Problems to solve:
A) According to the spill-file text, what kind of environment should be used to try out the examples?
B) Using the spill-file text, explain why the system catalog views must be queried while the query is still running.
C) Carry on the spill-file text from its last line.

In such a configuration, the following query consumes all available memory and generates spill files:

SELECT DISTINCT (item_id, price, count), value
FROM items
GROUP BY item_id
ORDER BY value;

To check the spill files that it creates, open another psql connection to the same database and query the system catalog views listed below while the query is running. When the query finishes, spill files are cleared, and the views will no longer contain data.

CAUTION

Don’t reproduce the provided examples on a production cluster. They alter the cluster configuration and can cause a heavy load, potentially leading to disruptions. Always use a development or staging environment for testing.

The following views of the gp_toolkit administrative schema provide information about active spill files. They are useful for monitoring and optimizing resource usage:

gp_toolkit.gp_workfile_usage_per_query — shows the usage of spill files by query. It provides aggregate information about the number and size of spill files created by each query. The view includes metadata such as spill file size, count, associated query, and more. It helps to identify resource-intensive queries.

Example:

SELECT datname, usename, query, segid, size, numfiles
FROM gp_toolkit.gp_workfile_usage_per_query;

Example result:

   datname   | usename |                                           query                                            | segid |   size   | numfiles
-------------+---------+--------------------------------------------------------------------------------------------+-------+----------+----------
 marketplace | gpadmin | SELECT DISTINCT (item_id, price, count), value FROM items GROUP BY item_id ORDER BY value; |     0 | 18317312 |        1
 marketplace | gpadmin | SELECT DISTINCT (item_id, price, count), value FROM items GROUP BY item_id ORDER BY value; |     3 | 18317312 |        1
 marketplace | gpadmin | SELECT DISTINCT (item_id, price, count), value FROM items GROUP BY item_id ORDER BY value; |     1 | 18219008 |        1
 marketplace | gpadmin | SELECT DISTINCT (item_id, price, count), value FROM items GROUP BY item_id ORDER BY value; |     2 | 18350080 |        1
(4 rows)

Stored data:
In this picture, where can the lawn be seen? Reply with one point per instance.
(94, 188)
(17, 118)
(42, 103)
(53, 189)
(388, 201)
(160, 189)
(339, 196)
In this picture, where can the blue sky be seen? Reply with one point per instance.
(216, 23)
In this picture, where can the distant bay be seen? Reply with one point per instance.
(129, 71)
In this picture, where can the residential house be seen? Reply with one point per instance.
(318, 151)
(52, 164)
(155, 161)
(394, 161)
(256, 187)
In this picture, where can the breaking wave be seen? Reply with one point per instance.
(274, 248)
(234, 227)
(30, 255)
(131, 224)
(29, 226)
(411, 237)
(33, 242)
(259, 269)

--

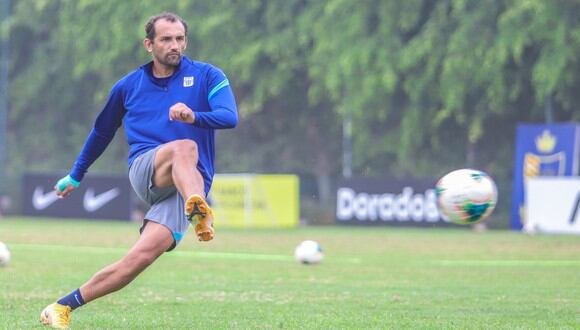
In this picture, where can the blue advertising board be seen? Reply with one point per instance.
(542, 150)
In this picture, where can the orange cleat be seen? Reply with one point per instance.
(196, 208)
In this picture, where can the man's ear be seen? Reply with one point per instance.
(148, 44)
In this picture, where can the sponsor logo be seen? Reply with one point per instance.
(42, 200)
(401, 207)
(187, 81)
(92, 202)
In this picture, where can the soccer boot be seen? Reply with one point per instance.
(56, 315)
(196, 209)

...

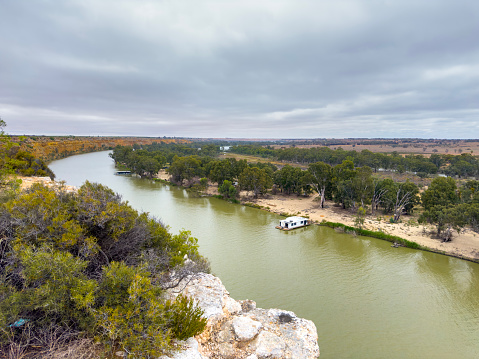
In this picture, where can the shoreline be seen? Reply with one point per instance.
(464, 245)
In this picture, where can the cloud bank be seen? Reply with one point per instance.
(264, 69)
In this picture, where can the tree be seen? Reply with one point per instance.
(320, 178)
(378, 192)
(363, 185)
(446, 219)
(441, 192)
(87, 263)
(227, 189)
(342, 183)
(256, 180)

Task-by-task outputs:
A) A development or staging environment.

B) Spill files are cleared when the query finishes, so the views no longer contain any data after that point.

C)
gp_toolkit.gp_workfile_entries — provides detailed information about active spill files in the cluster. Unlike gp_workfile_usage_per_query, which aggregates per query, this view shows one row per query operator (the optype column) that created a spill file. This granularity helps with detailed query analysis and fine-tuning.

Example:

SELECT datname, usename, query, segid, optype, size, numfiles
FROM gp_toolkit.gp_workfile_entries;

Example result:

   datname   | usename |                                           query                                            | segid | optype |   size   | numfiles
-------------+---------+--------------------------------------------------------------------------------------------+-------+--------+----------+----------
 marketplace | gpadmin | SELECT DISTINCT (item_id, price, count), value FROM items GROUP BY item_id ORDER BY value; |     2 | Sort   | 18382848 |        1
 marketplace | gpadmin | SELECT DISTINCT (item_id, price, count), value FROM items GROUP BY item_id ORDER BY value; |     3 | Sort   | 18284544 |        1
 marketplace | gpadmin | SELECT DISTINCT (item_id, price, count), value FROM items GROUP BY item_id ORDER BY value; |     0 | Sort   | 18350080 |        1
 marketplace | gpadmin | SELECT DISTINCT (item_id, price, count), value FROM items GROUP BY item_id ORDER BY value; |     1 | Sort   | 18284544 |        1
(4 rows)

gp_toolkit.gp_workfile_usage_per_segment — displays spill files usage at the segment level. It helps understand the distribution of spill files across the cluster. By analyzing this view, you can detect load imbalances and investigate performance bottlenecks.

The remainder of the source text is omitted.